■ **PEKERJAAN YANG DIPERLUKAN**
Tuliskan kembali tanpa perubahan baris-baris dari baris yang memuat "man in black" sampai akhir catatan, termasuk kedua ujungnya.

>>>

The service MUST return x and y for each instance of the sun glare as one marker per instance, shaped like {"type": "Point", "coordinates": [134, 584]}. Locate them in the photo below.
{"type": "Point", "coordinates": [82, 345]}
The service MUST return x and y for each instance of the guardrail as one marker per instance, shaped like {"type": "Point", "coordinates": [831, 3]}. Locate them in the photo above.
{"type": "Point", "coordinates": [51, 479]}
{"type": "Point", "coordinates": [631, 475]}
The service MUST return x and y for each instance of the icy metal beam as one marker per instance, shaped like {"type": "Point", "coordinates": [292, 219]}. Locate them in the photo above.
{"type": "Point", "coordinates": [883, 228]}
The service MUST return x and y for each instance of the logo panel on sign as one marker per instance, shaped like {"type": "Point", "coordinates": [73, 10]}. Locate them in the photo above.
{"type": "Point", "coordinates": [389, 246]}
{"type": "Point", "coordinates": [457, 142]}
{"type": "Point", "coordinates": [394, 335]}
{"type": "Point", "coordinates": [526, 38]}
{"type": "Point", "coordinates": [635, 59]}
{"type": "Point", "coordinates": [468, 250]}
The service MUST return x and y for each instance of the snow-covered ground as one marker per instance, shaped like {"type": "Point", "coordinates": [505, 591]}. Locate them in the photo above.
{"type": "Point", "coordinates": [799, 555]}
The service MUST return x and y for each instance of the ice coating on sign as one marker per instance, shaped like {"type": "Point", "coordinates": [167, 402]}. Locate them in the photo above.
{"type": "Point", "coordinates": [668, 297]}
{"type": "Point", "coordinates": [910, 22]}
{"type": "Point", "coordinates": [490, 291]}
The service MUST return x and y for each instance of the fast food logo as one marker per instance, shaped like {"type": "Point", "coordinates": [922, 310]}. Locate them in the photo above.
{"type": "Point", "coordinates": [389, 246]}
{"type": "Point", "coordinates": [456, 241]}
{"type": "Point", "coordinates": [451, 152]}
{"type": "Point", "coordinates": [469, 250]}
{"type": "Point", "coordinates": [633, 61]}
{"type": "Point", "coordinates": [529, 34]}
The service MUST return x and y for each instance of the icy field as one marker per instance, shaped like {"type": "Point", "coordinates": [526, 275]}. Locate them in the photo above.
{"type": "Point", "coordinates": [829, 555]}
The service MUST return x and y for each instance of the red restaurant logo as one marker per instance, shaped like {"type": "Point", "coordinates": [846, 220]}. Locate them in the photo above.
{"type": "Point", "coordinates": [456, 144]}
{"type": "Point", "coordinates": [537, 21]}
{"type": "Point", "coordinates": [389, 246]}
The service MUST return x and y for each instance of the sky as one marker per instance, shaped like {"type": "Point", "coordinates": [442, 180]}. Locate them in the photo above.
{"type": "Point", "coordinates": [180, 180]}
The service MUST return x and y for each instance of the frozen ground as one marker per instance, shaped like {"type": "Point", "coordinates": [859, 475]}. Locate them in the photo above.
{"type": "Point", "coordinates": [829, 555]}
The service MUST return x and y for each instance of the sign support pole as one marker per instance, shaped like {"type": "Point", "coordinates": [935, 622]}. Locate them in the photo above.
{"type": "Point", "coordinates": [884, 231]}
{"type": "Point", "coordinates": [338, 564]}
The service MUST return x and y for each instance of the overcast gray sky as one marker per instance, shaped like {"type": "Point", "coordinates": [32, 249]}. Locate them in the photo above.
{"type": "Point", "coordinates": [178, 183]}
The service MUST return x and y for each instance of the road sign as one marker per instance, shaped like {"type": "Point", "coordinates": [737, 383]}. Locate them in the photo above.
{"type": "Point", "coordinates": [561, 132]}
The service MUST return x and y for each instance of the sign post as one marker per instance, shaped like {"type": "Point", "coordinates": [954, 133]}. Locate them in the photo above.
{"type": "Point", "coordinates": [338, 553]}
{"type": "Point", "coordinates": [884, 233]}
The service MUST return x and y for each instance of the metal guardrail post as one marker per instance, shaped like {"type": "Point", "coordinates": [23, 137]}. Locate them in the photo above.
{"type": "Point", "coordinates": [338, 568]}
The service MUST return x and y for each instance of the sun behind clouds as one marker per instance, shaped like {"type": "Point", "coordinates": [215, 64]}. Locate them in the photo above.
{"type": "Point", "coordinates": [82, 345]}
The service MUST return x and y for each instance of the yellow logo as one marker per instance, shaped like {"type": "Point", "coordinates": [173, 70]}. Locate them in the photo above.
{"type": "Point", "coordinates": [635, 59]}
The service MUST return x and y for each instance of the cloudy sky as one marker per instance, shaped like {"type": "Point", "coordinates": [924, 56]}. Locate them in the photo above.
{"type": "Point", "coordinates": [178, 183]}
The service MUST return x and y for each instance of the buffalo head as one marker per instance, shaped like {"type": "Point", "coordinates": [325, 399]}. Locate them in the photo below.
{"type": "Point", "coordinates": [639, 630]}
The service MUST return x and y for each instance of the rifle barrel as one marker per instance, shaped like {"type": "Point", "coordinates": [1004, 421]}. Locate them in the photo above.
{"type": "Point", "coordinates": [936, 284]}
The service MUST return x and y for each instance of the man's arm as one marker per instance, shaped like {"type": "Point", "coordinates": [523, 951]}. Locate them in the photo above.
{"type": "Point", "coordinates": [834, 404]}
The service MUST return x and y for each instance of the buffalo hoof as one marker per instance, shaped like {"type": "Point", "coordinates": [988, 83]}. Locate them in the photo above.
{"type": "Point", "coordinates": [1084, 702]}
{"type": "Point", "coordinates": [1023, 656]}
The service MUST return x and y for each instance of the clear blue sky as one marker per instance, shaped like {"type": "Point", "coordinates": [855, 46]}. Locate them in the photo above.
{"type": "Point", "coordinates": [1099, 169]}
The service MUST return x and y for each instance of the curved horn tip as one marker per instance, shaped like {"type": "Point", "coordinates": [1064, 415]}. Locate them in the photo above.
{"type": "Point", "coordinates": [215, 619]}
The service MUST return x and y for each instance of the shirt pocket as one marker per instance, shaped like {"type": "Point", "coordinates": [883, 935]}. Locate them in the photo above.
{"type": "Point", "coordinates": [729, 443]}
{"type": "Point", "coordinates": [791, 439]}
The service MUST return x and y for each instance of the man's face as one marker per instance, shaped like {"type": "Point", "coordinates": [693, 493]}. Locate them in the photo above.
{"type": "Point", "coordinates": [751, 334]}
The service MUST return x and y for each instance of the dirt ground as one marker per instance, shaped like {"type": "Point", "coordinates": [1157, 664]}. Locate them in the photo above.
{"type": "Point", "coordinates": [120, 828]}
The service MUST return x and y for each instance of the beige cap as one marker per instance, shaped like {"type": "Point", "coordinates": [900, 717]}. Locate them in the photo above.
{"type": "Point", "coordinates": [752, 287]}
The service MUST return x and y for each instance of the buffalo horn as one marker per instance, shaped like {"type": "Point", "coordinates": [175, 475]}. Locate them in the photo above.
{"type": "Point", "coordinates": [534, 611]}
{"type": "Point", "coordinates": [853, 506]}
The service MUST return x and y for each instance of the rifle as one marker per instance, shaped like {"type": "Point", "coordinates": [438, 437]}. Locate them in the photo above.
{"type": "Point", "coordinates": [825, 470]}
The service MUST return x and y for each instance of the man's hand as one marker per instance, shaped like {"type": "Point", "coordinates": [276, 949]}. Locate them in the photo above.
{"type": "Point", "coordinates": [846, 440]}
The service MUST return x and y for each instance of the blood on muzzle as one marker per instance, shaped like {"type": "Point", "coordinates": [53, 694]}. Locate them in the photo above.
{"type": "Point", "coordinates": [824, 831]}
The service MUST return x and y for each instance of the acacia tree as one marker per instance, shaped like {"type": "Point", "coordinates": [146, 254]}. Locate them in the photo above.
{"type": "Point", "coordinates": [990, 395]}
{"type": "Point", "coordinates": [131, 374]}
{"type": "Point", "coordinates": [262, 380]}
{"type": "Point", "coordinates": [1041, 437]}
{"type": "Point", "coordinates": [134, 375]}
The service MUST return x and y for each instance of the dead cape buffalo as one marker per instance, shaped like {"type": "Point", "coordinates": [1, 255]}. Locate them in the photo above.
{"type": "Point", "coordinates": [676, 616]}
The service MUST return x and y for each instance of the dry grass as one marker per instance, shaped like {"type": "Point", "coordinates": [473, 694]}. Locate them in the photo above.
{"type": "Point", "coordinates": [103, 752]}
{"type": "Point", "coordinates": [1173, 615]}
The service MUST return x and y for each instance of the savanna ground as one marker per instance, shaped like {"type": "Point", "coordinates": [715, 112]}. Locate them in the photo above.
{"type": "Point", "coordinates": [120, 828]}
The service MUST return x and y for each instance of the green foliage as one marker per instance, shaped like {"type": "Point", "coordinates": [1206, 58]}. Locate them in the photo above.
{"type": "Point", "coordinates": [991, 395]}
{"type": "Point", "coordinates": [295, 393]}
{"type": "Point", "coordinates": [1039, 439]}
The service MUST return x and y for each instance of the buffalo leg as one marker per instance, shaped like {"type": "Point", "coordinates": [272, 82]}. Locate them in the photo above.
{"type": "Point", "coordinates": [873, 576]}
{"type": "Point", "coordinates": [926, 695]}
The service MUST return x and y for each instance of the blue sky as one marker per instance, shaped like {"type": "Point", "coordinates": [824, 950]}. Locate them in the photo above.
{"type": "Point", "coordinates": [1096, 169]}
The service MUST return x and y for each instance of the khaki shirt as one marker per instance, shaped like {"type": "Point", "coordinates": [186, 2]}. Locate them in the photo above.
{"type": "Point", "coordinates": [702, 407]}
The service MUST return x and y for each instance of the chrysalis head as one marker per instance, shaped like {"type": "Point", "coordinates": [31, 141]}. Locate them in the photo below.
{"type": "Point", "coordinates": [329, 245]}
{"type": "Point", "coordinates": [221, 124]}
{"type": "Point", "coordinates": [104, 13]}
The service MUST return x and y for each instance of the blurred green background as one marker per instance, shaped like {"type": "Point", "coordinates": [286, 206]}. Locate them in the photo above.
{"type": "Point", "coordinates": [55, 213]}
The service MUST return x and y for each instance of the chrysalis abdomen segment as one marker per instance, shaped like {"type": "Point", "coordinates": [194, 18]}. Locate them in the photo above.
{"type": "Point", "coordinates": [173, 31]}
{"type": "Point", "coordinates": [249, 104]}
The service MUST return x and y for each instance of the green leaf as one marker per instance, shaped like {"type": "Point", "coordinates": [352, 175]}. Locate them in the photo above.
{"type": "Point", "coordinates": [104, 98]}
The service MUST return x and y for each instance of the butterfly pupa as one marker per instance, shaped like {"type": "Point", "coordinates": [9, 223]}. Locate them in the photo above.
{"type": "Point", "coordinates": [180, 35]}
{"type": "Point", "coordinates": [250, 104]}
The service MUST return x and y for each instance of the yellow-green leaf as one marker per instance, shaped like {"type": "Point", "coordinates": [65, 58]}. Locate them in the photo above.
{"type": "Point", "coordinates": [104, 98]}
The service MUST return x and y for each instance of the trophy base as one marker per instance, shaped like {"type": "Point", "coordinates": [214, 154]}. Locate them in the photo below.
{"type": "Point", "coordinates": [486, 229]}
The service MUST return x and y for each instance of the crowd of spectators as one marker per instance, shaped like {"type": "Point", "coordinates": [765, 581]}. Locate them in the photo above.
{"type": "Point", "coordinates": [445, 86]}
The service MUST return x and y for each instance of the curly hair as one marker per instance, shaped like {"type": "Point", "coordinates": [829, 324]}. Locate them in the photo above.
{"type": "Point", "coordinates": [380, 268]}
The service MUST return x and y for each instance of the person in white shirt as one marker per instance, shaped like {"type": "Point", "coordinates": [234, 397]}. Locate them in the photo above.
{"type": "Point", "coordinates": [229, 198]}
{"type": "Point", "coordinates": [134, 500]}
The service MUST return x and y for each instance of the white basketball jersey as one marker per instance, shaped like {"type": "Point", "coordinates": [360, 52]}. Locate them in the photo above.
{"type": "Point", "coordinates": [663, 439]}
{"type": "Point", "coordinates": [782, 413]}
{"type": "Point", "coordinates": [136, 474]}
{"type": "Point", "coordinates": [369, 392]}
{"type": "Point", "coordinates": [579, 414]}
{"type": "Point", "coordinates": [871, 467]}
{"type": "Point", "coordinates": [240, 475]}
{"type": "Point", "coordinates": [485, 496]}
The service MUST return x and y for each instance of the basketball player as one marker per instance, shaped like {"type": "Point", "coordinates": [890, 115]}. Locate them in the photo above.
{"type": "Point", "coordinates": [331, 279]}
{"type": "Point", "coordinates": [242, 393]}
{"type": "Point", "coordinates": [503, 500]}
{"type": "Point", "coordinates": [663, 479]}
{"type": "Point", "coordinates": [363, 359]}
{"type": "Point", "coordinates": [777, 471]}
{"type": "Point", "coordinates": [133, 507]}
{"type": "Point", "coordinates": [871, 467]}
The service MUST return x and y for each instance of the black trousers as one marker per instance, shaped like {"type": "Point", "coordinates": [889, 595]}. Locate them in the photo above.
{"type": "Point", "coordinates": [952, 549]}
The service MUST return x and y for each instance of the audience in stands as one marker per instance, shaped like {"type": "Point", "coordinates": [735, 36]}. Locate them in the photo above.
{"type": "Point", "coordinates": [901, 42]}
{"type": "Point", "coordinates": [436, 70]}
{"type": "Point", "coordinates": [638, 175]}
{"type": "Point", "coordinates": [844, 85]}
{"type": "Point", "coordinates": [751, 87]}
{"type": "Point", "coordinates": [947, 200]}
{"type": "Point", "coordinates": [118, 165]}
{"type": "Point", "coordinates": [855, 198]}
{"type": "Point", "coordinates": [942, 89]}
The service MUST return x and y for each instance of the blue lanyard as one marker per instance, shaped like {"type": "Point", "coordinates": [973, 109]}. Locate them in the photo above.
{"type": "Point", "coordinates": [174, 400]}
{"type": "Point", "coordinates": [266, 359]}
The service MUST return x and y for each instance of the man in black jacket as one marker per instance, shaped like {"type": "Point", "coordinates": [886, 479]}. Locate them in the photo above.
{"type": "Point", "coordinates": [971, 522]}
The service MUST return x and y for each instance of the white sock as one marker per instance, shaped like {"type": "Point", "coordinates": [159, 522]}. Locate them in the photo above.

<<<

■ **HASIL PEKERJAAN**
The service MUST return x and y for each instance of the man in black jacket as one marker per instance, shaped like {"type": "Point", "coordinates": [886, 479]}. Locate them in the photo above.
{"type": "Point", "coordinates": [971, 522]}
The service MUST return x and y for each instance of the white sock as one marker per instance, shaped like {"type": "Point", "coordinates": [159, 522]}. Locate them in the photo above.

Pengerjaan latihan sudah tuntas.